## SHORT TASK
Reproduce the records below line for line, changing nothing.
-------------------------
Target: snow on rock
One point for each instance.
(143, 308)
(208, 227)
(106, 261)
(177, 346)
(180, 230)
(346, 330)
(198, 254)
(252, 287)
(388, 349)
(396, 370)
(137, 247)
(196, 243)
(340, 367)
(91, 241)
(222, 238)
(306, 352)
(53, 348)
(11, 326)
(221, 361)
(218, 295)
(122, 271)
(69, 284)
-------------------------
## WORKED ANSWER
Target: snow on rock
One point for each instance.
(143, 308)
(208, 227)
(106, 261)
(177, 346)
(180, 230)
(346, 330)
(198, 254)
(252, 287)
(388, 349)
(396, 370)
(137, 247)
(196, 243)
(340, 367)
(91, 241)
(222, 238)
(306, 352)
(53, 348)
(11, 326)
(221, 361)
(218, 295)
(122, 271)
(69, 284)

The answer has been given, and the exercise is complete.